PROBLEM
Please write out the data that follows, word for word.

Referring expression grounding data:
▬▬▬

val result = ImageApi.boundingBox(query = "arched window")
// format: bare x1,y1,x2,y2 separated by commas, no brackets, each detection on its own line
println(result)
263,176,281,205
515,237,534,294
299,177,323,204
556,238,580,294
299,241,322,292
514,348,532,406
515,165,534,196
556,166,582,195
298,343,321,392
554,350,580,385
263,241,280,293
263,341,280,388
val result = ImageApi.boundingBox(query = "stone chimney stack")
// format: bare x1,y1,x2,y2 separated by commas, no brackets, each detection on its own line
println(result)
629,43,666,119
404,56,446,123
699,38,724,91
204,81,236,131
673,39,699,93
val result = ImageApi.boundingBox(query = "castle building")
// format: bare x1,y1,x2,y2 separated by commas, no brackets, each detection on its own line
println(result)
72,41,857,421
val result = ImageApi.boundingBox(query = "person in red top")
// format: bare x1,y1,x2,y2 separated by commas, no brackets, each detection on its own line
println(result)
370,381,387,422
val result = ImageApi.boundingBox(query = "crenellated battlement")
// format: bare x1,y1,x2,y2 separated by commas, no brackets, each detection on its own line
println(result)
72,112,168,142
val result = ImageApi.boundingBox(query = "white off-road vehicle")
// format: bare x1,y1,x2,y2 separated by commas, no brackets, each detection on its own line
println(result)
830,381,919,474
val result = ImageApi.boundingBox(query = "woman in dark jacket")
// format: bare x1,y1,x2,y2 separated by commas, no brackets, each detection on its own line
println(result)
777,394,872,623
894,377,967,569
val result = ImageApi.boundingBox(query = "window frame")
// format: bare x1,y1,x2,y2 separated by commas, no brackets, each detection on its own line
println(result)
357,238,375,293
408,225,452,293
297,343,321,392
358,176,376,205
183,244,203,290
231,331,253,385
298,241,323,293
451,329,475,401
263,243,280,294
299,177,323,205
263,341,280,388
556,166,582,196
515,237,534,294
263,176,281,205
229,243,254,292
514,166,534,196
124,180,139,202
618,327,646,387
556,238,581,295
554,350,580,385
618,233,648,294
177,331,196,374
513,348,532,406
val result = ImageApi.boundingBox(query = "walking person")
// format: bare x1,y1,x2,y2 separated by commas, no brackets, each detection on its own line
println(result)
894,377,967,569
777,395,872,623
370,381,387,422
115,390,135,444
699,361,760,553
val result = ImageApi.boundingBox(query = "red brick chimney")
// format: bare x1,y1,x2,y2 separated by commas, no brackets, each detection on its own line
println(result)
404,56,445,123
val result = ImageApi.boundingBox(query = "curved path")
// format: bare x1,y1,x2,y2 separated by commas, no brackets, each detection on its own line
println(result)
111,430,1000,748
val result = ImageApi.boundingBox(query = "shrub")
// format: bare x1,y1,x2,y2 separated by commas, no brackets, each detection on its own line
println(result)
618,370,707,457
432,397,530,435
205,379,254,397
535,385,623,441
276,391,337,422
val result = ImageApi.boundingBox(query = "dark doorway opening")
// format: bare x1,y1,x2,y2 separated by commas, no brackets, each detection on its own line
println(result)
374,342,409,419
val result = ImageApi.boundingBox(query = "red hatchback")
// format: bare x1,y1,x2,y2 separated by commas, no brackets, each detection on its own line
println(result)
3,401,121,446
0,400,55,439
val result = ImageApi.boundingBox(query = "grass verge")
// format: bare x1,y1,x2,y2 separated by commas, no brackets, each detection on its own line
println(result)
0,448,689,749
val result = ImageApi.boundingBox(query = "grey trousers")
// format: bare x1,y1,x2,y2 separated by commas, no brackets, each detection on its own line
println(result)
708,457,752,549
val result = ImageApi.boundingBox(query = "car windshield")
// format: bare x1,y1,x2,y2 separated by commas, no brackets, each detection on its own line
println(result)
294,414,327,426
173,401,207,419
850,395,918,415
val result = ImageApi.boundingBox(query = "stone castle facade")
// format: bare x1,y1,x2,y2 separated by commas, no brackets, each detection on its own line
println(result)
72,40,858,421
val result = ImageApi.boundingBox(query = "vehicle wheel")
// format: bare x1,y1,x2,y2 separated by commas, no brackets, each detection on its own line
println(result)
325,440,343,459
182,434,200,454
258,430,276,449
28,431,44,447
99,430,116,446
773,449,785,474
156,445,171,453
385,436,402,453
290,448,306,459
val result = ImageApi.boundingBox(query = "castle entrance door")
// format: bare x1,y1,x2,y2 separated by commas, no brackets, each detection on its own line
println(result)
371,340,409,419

▬▬▬

SOLUTION
val result = ImageApi.boundingBox(query = "arched window")
// format: bare x1,y1,x2,y2 separated by commas, no brackets, each detection on its own line
println(result)
263,176,281,205
515,237,534,294
299,177,323,204
556,238,580,294
299,241,322,292
514,348,532,406
515,165,534,196
556,166,582,195
298,343,321,392
554,350,580,385
263,241,280,293
263,341,280,388
val result = ImageApi.boundingBox(query = "stone chimney stack")
// format: bare x1,y1,x2,y2 separated by commas, no brackets, each detection on its own line
println(result)
629,43,666,119
404,56,446,123
699,38,724,91
204,81,236,131
673,39,699,93
val result = ImageApi.boundingBox(query = "castle building")
// format: bare x1,y1,x2,y2 separated by commas, no brackets, each detection on its own line
println(result)
72,41,857,421
val result = ImageApi.boundingBox(query = "person in red top")
// format: bare x1,y1,x2,y2 separated by commas, no brackets, each detection on its own line
println(result)
370,381,387,422
val result = ImageApi.boundingBox(query = "crenellated battlement")
// format: bare x1,y1,x2,y2 separated by commas, no brackets, each detection on its own line
println(result)
72,112,168,142
val result = ImageApi.boundingBox(query = "white off-road vehicle")
// format: bare x1,y1,x2,y2 separated by commas, no brackets, each detection on its own line
println(result)
830,381,919,474
val result = ImageApi.boundingBox(query = "woman in dark jacket")
// format: bare x1,y1,x2,y2 separated by commas, no brackets, each detection on its own line
println(result)
777,394,872,623
894,377,967,569
val result = ImageApi.boundingBox(query = "window frame")
// format: bare x1,y1,x2,y2 separated by commas, no brackets, each detection on its own line
println(result)
357,238,375,293
408,225,452,293
297,343,321,392
358,176,376,205
183,244,203,290
231,331,253,385
298,241,323,293
451,329,475,401
263,243,280,294
299,177,323,205
263,341,280,388
556,166,582,196
515,237,534,294
263,176,281,205
229,243,254,292
514,166,534,196
124,180,139,202
618,327,646,387
556,238,581,295
554,350,580,385
618,233,648,294
177,331,196,374
513,348,532,406
val result = ImageApi.boundingBox(query = "walking person")
// format: bare x1,y1,x2,y2 separated by commas, no brackets, each detection on its own line
println(result)
894,377,967,569
777,395,872,623
370,381,387,422
115,390,135,444
699,361,760,553
val result = ImageApi.boundingBox(query = "red brick chimney")
// format: bare x1,y1,x2,y2 separated by commas, no brackets, each detection on its own line
println(result)
404,56,445,123
val result = ImageApi.boundingBox(query = "curved path")
// format: bare x1,y1,x2,y2 separated by commas, no brackets, each detection on its own line
println(result)
111,430,1000,748
val result = ImageApi.boundingBox(query = "shrub")
// format: bare x1,y1,x2,y2 separated by commas, no brackets, each detection on its own line
println(result)
618,370,707,457
432,397,530,435
205,379,254,397
535,385,623,441
276,391,337,422
val result = ImageApi.boundingBox(query = "dark doorway opening")
// format: bare x1,y1,x2,y2 separated by commas, no brackets, each detection on its own line
println(result)
374,342,409,419
val result = ImageApi.boundingBox(query = "red hatchback")
// format: bare x1,y1,x2,y2 separated by commas, no brackets, each detection on its own line
println(result)
3,401,121,446
0,400,55,439
val result = ImageApi.boundingBox(query = "grass verge")
// format: bare x1,y1,x2,y2 separated by commas, no brackets, each detection on its own line
println(result)
0,448,689,749
val result = ImageApi.boundingBox(query = "grey trousers")
// format: bare x1,y1,x2,y2 separated by commas, no brackets, each detection on its own line
println(result)
708,457,752,549
val result = ImageApi.boundingBox(query = "car windshield")
// format: bare x1,y1,x2,y2 separated by commas, no brackets, each detection on its own line
println(result)
294,414,327,426
173,401,207,419
850,395,918,415
val result = ImageApi.boundingBox(query = "stone castle facade")
// format: bare x1,y1,x2,y2 separated by commas, no brackets, each detection on its own line
println(result)
72,40,858,421
val result = ImageApi.boundingBox(query = "vehicle wheel")
// format: bare x1,y1,x2,y2 separated by commas, no brackets, each detection on its own line
println(result)
325,440,343,459
182,434,200,454
258,430,276,449
28,431,44,447
99,430,116,446
773,449,785,474
156,445,171,453
385,436,402,453
290,448,306,459
val result = ImageApi.boundingBox(query = "castle entrance door")
// format: bare x1,y1,x2,y2 separated by commas, no brackets, each detection on its own line
println(result)
371,340,409,419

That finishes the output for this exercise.